─── SELECTED EXTRACT

I ran short of time so I went with the new old stock.

I have some 11 1/4 dadant deeps and a few dadant buckfast jumbos (20x20) 
The combs are a sight to behold but don't even think about lifting.
The experiment is interesting but I have arrived at no decision yet,
will see what overwinter brings.
Right now I am dealing with 3 sized brood chambers and supers, that is something to avoid on a large scale.
Keep the project small until you make a decision to go with one size.
(I may even try some 8 frame equipment next year, 5 sizes with my 5 frame medium
nucs ....LOL)

PS: I copied this from old post on the board by Odfrank:
_"Historically in North America there were two large brood frame designs, the Dadant and the Langstroth Jumbo. There is no "Dadant Jumbo."

The standard Dadant brood frame (like the one used by Br. Adam) has the dimensions 17 5/8 * 11 1/4 inches. There are 11 of these in the Modified Dadant hive, and 12 in the Buckfast Dadant hive. The frames are spaced wider than Langstroth, on 1 1/2" centers (an important difference).

The Langstroth brood frame is 17 5/8 * 9 1/8 in. Normally used in an 8 or 10 frame configuration. (One of the reasons why the 10 fr. hive became popular is because the 8-fr. had a tendency to tip over.) Frame spacing is 1 3/8" center to center.

The Langstroth Jumbo brood frame is deeper, at 11 1/4", making it similar to the Dadant brood frame, but it retains the narrower spacing." _
BM


----------



## wbee (Mar 4, 2005)

The "jumbo" went away years ago - it was being phased out when I started as a millwright here back in '79 - I am sure there are several reasons, but from a manufacturing standpoint, the lumber mills standarized on 12" as widest width of 4/4 boards they would produce - 12" wide really is 11 1/4" wide, just as 10" wide is really 9 1/4", etc. So the lumber was no longer available. We also quit making the 11 1/4" frames as there really wasn't a need for those anymore either. I think we sold out any remaining inventory of 11 1/4" end bars about five years ago.

Rick
Western Bee


----------



## bluegrass (Aug 30, 2006)

https://secure.thorne.co.uk/cgi-bin...ge&THISPAGE=page10024.html&ORDER_ID=288364937

Toward the bottom of the page.

──────
─── RECORDED DATA

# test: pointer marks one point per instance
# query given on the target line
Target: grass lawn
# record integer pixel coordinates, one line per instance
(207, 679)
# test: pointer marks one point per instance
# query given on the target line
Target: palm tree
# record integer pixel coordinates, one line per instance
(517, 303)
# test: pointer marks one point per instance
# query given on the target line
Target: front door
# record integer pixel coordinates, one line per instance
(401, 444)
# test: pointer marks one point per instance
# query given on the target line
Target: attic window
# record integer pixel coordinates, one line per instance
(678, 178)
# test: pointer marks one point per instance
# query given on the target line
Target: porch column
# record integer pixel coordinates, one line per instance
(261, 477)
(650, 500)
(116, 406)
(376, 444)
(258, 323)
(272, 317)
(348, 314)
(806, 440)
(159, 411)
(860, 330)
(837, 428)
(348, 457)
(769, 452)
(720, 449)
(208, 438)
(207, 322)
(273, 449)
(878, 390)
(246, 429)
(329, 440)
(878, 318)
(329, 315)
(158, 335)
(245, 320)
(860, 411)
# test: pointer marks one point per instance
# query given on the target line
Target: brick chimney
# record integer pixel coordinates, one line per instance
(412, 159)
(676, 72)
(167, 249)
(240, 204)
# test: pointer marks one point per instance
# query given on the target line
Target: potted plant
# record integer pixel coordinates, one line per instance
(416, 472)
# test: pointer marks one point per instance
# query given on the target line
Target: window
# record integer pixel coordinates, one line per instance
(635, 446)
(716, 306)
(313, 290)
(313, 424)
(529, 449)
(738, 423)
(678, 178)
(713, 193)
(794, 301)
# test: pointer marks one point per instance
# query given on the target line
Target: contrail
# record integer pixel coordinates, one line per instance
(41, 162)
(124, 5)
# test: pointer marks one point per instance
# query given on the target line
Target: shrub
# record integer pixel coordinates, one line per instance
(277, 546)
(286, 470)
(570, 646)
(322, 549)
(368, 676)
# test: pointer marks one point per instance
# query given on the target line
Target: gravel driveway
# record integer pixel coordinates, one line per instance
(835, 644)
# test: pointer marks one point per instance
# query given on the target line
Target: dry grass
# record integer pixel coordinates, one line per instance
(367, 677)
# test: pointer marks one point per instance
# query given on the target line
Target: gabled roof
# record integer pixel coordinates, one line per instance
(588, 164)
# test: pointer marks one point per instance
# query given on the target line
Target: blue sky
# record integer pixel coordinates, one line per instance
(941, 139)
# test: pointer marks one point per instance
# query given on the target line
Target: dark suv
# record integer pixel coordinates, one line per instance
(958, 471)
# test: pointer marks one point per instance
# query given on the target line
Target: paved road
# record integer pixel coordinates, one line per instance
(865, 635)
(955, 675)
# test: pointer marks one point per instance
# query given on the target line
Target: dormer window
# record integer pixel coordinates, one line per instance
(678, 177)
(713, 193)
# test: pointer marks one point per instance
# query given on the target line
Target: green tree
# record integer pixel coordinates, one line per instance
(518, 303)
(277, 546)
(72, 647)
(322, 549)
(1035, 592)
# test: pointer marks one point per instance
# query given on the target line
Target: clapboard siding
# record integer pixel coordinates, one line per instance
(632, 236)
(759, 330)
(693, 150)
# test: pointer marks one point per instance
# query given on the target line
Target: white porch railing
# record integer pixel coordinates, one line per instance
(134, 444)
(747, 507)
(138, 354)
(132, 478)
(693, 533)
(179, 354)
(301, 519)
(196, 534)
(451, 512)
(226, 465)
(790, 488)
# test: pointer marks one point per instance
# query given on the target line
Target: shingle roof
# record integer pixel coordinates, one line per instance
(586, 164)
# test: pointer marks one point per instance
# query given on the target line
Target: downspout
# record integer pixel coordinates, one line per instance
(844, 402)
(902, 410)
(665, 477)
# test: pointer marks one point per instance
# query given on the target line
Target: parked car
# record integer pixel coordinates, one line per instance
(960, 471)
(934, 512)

──────

*PROMPT A:* In the beekeeping thread, what are the dimensions of the standard Dadant brood frame?
*PROMPT B:* Write out the passage of the beekeeping thread starting at "## wbee (Mar" and ending at "(Aug 30, 2006)".

*WRITTEN REPLY A:* 17 5/8 by 11 1/4 inches.

*WRITTEN REPLY B:*
## wbee (Mar 4, 2005)

The "jumbo" went away years ago - it was being phased out when I started as a millwright here back in '79 - I am sure there are several reasons, but from a manufacturing standpoint, the lumber mills standarized on 12" as widest width of 4/4 boards they would produce - 12" wide really is 11 1/4" wide, just as 10" wide is really 9 1/4", etc. So the lumber was no longer available. We also quit making the 11 1/4" frames as there really wasn't a need for those anymore either. I think we sold out any remaining inventory of 11 1/4" end bars about five years ago.

Rick
Western Bee


----------



## bluegrass (Aug 30, 2006)